PROBLEM REQUIREMENTS: Return every item below verbatim, each on its own line.

GIVEN RECORDS:
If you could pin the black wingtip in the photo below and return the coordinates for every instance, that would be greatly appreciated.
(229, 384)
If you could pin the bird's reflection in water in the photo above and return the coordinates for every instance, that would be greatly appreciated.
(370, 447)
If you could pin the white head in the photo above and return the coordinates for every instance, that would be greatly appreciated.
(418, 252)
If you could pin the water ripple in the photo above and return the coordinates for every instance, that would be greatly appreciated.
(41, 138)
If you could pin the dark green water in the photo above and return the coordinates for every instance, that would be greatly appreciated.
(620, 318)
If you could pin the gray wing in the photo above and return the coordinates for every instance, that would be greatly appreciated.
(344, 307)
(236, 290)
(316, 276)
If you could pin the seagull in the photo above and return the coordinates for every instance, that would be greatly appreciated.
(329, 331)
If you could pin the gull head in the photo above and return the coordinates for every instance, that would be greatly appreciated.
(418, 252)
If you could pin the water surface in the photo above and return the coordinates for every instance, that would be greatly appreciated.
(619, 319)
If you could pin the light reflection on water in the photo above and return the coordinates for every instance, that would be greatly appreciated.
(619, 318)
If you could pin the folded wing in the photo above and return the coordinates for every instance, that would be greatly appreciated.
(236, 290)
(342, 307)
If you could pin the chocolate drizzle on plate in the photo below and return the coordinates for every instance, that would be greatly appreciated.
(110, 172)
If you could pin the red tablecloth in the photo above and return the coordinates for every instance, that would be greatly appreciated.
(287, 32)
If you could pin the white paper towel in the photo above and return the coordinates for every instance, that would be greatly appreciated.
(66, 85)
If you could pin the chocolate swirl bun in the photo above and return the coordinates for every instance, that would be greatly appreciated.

WORKED SOLUTION:
If you could pin the black wingtip in the photo below and return the coordinates for every instance, that would be greatly appreciated.
(229, 384)
If you could pin the bird's reflection in water in the photo above and return the coordinates for every instance, that would be greatly appreciated.
(370, 447)
If you could pin the white head in the photo above and return the coordinates for every instance, that would be greatly appreciated.
(418, 252)
If you could pin the water ripple in the photo above and return the coordinates for every instance, that would be greatly appreciated.
(41, 138)
If you could pin the dark green water in the photo above and return the coordinates for every instance, that would be greatly appreciated.
(620, 318)
If you could pin the gray wing in the photo above and return the coordinates for every instance, that would be greatly appreciated.
(344, 307)
(236, 290)
(316, 276)
If you could pin the seagull in the photo above and return the coordinates for every instance, that would be greatly appreciated.
(329, 331)
If you could pin the gull head in the photo above and return the coordinates for every instance, that would be greatly appreciated.
(418, 252)
If you could pin the water surface in the photo above and return the coordinates for every instance, that would be greatly appreciated.
(619, 319)
If you could pin the light reflection on water in the photo above and return the coordinates for every instance, that would be greatly appreciated.
(619, 318)
If you could pin the folded wing in the photo above and return the coordinates for every instance, that would be greatly appreciated.
(236, 290)
(342, 307)
If you could pin the chocolate drizzle on plate in the photo below and return the coordinates for every instance, that would be greatly appreciated.
(110, 172)
If you could pin the red tablecloth in the photo above and return the coordinates for every instance, that would be greatly appreciated.
(287, 32)
If you could pin the white paper towel in the photo above and return the coordinates for every instance, that would be greatly appreciated.
(66, 85)
If you could pin the chocolate swirl bun in the photo above and return the coordinates for every instance, that would be greatly appreciated.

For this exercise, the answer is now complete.